## Exercise brief
Starting with the first line below, extract each line through the one that contains "step so it can anchor a virtual label.", inclusive, excluding pictures.

Stored data entries:
+---+

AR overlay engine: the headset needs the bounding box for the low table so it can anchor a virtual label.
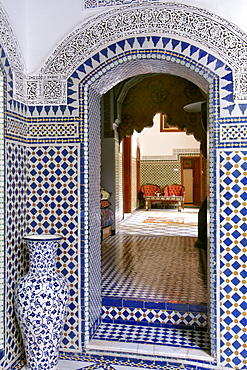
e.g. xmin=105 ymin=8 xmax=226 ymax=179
xmin=144 ymin=195 xmax=183 ymax=212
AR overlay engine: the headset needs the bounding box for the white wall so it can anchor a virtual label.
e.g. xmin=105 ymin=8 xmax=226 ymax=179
xmin=139 ymin=114 xmax=200 ymax=157
xmin=1 ymin=0 xmax=247 ymax=74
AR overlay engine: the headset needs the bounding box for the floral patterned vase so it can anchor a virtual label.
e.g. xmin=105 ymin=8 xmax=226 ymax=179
xmin=15 ymin=234 xmax=69 ymax=370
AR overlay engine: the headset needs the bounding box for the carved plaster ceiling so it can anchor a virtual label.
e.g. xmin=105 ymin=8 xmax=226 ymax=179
xmin=118 ymin=73 xmax=207 ymax=155
xmin=0 ymin=3 xmax=246 ymax=104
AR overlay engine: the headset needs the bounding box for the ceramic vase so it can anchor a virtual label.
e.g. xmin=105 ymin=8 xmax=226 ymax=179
xmin=15 ymin=234 xmax=69 ymax=370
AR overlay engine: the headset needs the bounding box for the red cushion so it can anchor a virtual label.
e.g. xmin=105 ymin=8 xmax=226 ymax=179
xmin=141 ymin=185 xmax=161 ymax=197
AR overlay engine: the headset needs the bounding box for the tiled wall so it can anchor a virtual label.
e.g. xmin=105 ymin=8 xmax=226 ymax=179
xmin=141 ymin=160 xmax=181 ymax=189
xmin=26 ymin=145 xmax=81 ymax=351
xmin=0 ymin=75 xmax=4 ymax=350
xmin=1 ymin=3 xmax=247 ymax=370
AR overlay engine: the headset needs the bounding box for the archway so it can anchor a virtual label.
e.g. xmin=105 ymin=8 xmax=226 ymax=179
xmin=25 ymin=3 xmax=247 ymax=368
xmin=79 ymin=53 xmax=216 ymax=359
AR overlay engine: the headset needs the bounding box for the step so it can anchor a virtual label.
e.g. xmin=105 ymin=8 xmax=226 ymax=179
xmin=102 ymin=298 xmax=208 ymax=330
xmin=86 ymin=322 xmax=213 ymax=363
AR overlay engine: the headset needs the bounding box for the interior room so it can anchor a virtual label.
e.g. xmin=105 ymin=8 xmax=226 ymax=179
xmin=99 ymin=73 xmax=209 ymax=358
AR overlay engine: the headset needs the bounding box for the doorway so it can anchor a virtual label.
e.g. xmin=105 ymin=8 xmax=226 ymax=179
xmin=181 ymin=156 xmax=203 ymax=206
xmin=98 ymin=102 xmax=209 ymax=359
xmin=84 ymin=44 xmax=217 ymax=362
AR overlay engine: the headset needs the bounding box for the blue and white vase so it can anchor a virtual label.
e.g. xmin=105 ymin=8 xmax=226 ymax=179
xmin=15 ymin=234 xmax=69 ymax=370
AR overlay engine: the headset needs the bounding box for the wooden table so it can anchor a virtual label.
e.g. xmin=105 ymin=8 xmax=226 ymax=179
xmin=144 ymin=195 xmax=183 ymax=212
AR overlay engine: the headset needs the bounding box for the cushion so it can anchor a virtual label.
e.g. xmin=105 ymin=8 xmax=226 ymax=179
xmin=101 ymin=188 xmax=111 ymax=200
xmin=101 ymin=200 xmax=111 ymax=209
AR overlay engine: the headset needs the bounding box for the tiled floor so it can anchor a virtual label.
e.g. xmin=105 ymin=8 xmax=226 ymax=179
xmin=102 ymin=209 xmax=207 ymax=304
xmin=119 ymin=208 xmax=199 ymax=236
xmin=92 ymin=322 xmax=210 ymax=349
xmin=91 ymin=208 xmax=210 ymax=360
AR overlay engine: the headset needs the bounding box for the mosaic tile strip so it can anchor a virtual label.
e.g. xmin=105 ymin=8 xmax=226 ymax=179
xmin=4 ymin=142 xmax=27 ymax=370
xmin=141 ymin=148 xmax=200 ymax=161
xmin=102 ymin=306 xmax=208 ymax=329
xmin=6 ymin=116 xmax=79 ymax=141
xmin=92 ymin=322 xmax=210 ymax=351
xmin=86 ymin=88 xmax=102 ymax=341
xmin=219 ymin=149 xmax=247 ymax=369
xmin=220 ymin=122 xmax=247 ymax=143
xmin=0 ymin=76 xmax=4 ymax=350
xmin=6 ymin=117 xmax=29 ymax=138
xmin=28 ymin=121 xmax=78 ymax=138
xmin=26 ymin=145 xmax=80 ymax=352
xmin=58 ymin=352 xmax=220 ymax=370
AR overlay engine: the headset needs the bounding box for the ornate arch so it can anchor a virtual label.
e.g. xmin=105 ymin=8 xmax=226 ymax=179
xmin=36 ymin=2 xmax=247 ymax=101
xmin=0 ymin=4 xmax=25 ymax=74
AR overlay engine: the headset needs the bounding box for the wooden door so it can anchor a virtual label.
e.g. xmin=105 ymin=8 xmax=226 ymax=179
xmin=136 ymin=147 xmax=141 ymax=202
xmin=122 ymin=136 xmax=132 ymax=213
xmin=181 ymin=156 xmax=202 ymax=206
xmin=192 ymin=157 xmax=201 ymax=205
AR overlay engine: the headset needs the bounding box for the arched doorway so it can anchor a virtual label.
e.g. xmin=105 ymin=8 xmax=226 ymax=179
xmin=99 ymin=73 xmax=208 ymax=359
xmin=28 ymin=3 xmax=247 ymax=368
xmin=81 ymin=53 xmax=216 ymax=358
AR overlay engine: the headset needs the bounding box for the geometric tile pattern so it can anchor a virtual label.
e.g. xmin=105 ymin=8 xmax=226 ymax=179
xmin=102 ymin=306 xmax=208 ymax=329
xmin=4 ymin=142 xmax=28 ymax=370
xmin=6 ymin=117 xmax=29 ymax=138
xmin=6 ymin=118 xmax=79 ymax=142
xmin=1 ymin=5 xmax=247 ymax=370
xmin=26 ymin=145 xmax=80 ymax=352
xmin=92 ymin=322 xmax=210 ymax=351
xmin=221 ymin=123 xmax=247 ymax=142
xmin=86 ymin=88 xmax=102 ymax=341
xmin=39 ymin=3 xmax=247 ymax=112
xmin=141 ymin=161 xmax=181 ymax=189
xmin=219 ymin=150 xmax=247 ymax=368
xmin=0 ymin=76 xmax=4 ymax=350
xmin=28 ymin=122 xmax=78 ymax=138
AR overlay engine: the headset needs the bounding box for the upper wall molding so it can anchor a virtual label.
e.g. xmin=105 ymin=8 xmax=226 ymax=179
xmin=0 ymin=4 xmax=25 ymax=76
xmin=42 ymin=2 xmax=247 ymax=75
xmin=0 ymin=2 xmax=247 ymax=105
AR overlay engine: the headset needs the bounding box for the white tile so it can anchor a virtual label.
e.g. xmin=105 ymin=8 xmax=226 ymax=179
xmin=58 ymin=359 xmax=93 ymax=370
xmin=187 ymin=347 xmax=214 ymax=361
xmin=86 ymin=339 xmax=138 ymax=354
xmin=154 ymin=344 xmax=188 ymax=358
xmin=137 ymin=343 xmax=155 ymax=355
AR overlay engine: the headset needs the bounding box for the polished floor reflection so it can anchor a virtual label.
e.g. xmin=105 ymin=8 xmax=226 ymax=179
xmin=102 ymin=208 xmax=207 ymax=305
xmin=102 ymin=234 xmax=207 ymax=304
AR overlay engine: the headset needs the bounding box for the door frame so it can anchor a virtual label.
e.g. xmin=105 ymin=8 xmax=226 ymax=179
xmin=180 ymin=156 xmax=202 ymax=206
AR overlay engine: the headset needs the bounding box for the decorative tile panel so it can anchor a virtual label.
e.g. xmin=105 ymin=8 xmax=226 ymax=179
xmin=85 ymin=87 xmax=102 ymax=341
xmin=4 ymin=142 xmax=27 ymax=370
xmin=220 ymin=122 xmax=247 ymax=144
xmin=219 ymin=149 xmax=247 ymax=368
xmin=102 ymin=306 xmax=208 ymax=329
xmin=0 ymin=2 xmax=246 ymax=369
xmin=141 ymin=161 xmax=181 ymax=189
xmin=26 ymin=145 xmax=81 ymax=352
xmin=28 ymin=121 xmax=78 ymax=138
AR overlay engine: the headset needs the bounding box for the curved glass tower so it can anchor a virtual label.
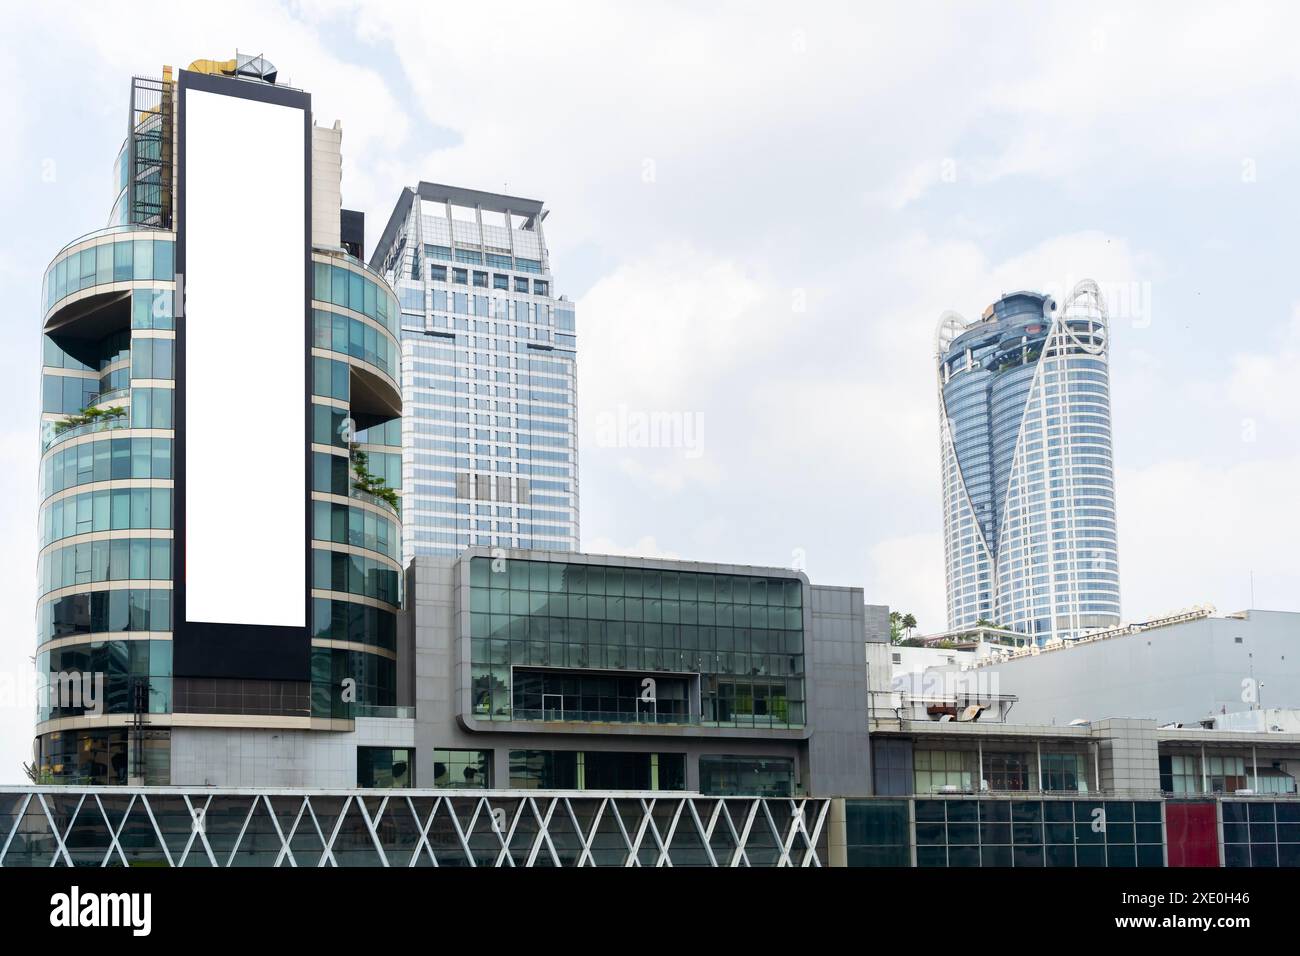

+---+

## Answer to this task
AR overlay engine: the headset needs the bounding box for the low table so it can anchor a virtual label.
e.g. xmin=105 ymin=8 xmax=226 ymax=179
xmin=144 ymin=195 xmax=183 ymax=212
AR overlay engine: the headset needs the bounding box for the white wall so it can anchor a virtual label.
e.g. xmin=105 ymin=8 xmax=226 ymax=179
xmin=139 ymin=114 xmax=200 ymax=157
xmin=1 ymin=0 xmax=247 ymax=74
AR overlay engine: the headset needs the bounding box for the floral patterned vase so it can anchor a virtual label.
e.g. xmin=105 ymin=8 xmax=226 ymax=179
xmin=15 ymin=234 xmax=69 ymax=370
AR overlay engine: the headset needs the bounding box for the carved plaster ceiling so it can anchor a virtual label.
e.g. xmin=105 ymin=8 xmax=226 ymax=179
xmin=118 ymin=73 xmax=207 ymax=155
xmin=0 ymin=3 xmax=246 ymax=104
AR overlay engine: the headset needs the bounding box for the ceramic vase so it can anchor a virtual label.
e.g. xmin=105 ymin=8 xmax=226 ymax=179
xmin=15 ymin=234 xmax=69 ymax=370
AR overlay engine: the headset needs the bounding box for the red cushion so it can anchor a virtual label.
e.g. xmin=105 ymin=8 xmax=226 ymax=179
xmin=141 ymin=185 xmax=161 ymax=197
AR overlay engine: the headset needs the bounding box for the tiled wall so it can anchor a virtual label.
e.g. xmin=105 ymin=8 xmax=226 ymax=179
xmin=141 ymin=160 xmax=181 ymax=189
xmin=26 ymin=145 xmax=81 ymax=351
xmin=0 ymin=75 xmax=4 ymax=350
xmin=1 ymin=3 xmax=247 ymax=370
AR overlay engine: the headset needs the bounding box for the archway so it can anchor a virtual label.
e.g. xmin=105 ymin=8 xmax=226 ymax=179
xmin=25 ymin=3 xmax=247 ymax=368
xmin=79 ymin=53 xmax=216 ymax=359
AR overlay engine: the headset needs the bounding box for the step so it can anchor a virtual label.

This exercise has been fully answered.